Exercise goal:
Can you express every line of the material below as a JSON list of strings, one string per line, with blank lines left out?

Exercise materials:

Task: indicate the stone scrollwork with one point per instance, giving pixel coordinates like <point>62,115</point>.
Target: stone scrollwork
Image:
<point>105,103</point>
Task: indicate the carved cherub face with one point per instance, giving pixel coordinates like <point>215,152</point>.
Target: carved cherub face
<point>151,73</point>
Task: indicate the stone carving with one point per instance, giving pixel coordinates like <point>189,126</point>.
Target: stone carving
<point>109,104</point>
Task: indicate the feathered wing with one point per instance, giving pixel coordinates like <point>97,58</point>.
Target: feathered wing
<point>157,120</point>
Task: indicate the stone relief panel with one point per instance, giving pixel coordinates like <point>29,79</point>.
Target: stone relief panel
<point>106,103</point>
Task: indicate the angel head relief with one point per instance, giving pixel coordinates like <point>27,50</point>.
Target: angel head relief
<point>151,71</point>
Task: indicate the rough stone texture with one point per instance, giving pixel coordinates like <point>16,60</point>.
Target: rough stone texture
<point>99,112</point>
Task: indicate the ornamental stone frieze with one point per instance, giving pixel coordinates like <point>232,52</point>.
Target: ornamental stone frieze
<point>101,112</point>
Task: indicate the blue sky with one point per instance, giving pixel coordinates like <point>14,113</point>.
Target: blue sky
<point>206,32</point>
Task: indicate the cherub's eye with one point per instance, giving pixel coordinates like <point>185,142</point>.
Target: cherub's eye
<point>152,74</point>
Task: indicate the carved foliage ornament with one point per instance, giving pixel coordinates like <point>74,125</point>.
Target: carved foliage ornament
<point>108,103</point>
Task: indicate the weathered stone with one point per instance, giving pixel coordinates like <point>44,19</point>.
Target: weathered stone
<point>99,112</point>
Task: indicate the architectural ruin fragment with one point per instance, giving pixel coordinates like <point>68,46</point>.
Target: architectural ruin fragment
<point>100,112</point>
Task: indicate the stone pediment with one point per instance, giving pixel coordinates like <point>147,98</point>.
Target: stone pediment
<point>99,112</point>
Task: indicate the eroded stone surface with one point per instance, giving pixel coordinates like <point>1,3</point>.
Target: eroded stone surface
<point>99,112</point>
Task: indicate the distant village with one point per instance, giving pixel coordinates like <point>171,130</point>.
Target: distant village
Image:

Correct answer:
[
  "Task: indicate the stone scrollwork with one point per instance, giving pixel coordinates like <point>62,115</point>.",
  "Target: stone scrollwork",
  "Image:",
  "<point>105,103</point>",
  "Task: indicate the carved cherub face with one point per instance, giving pixel coordinates like <point>215,152</point>.",
  "Target: carved cherub face",
  "<point>151,73</point>",
  "Task: indicate the stone carving with one point per instance, giving pixel coordinates like <point>189,126</point>.",
  "Target: stone carving",
  "<point>109,104</point>",
  "Task: indicate the feathered wing with one point per instance, giving pixel coordinates like <point>97,58</point>.",
  "Target: feathered wing",
  "<point>157,120</point>",
  "Task: indicate the stone relief panel with one point per instance, giving pixel coordinates like <point>29,79</point>.",
  "Target: stone relief panel",
  "<point>106,103</point>",
  "Task: indicate the angel head relief with one point per instance, giving pixel coordinates like <point>27,50</point>.",
  "Target: angel head relief",
  "<point>151,71</point>",
  "Task: indicate the rough stone texture with one point per instance, giving pixel coordinates like <point>16,60</point>.",
  "Target: rough stone texture",
  "<point>99,112</point>",
  "Task: indicate the ornamental stone frieze with one point per instance, giving pixel coordinates like <point>232,52</point>.",
  "Target: ornamental stone frieze",
  "<point>101,112</point>",
  "Task: indicate the blue sky with one point per instance, giving pixel coordinates like <point>14,113</point>.",
  "Target: blue sky",
  "<point>206,32</point>",
  "Task: indicate the cherub's eye with one point per instance, giving pixel coordinates like <point>185,142</point>.",
  "Target: cherub's eye",
  "<point>152,74</point>",
  "Task: indicate the carved foliage ornament with one point per instance, giving pixel coordinates like <point>74,125</point>.",
  "Target: carved foliage ornament",
  "<point>108,103</point>",
  "Task: indicate the weathered stone with one point per instance, giving pixel coordinates like <point>44,19</point>.",
  "Target: weathered stone",
  "<point>99,112</point>",
  "Task: indicate the architectural ruin fragment with one point per instance, giving pixel coordinates like <point>68,46</point>.",
  "Target: architectural ruin fragment",
  "<point>100,112</point>",
  "Task: indicate the stone pediment with one point per instance, giving pixel coordinates like <point>147,98</point>.",
  "Target: stone pediment",
  "<point>99,112</point>",
  "Task: indicate the eroded stone surface with one point per instance, giving pixel coordinates like <point>1,3</point>.",
  "Target: eroded stone surface",
  "<point>99,112</point>",
  "Task: indicate the distant village with one point per instance, giving pixel coordinates like <point>171,130</point>.",
  "Target: distant village",
  "Image:"
]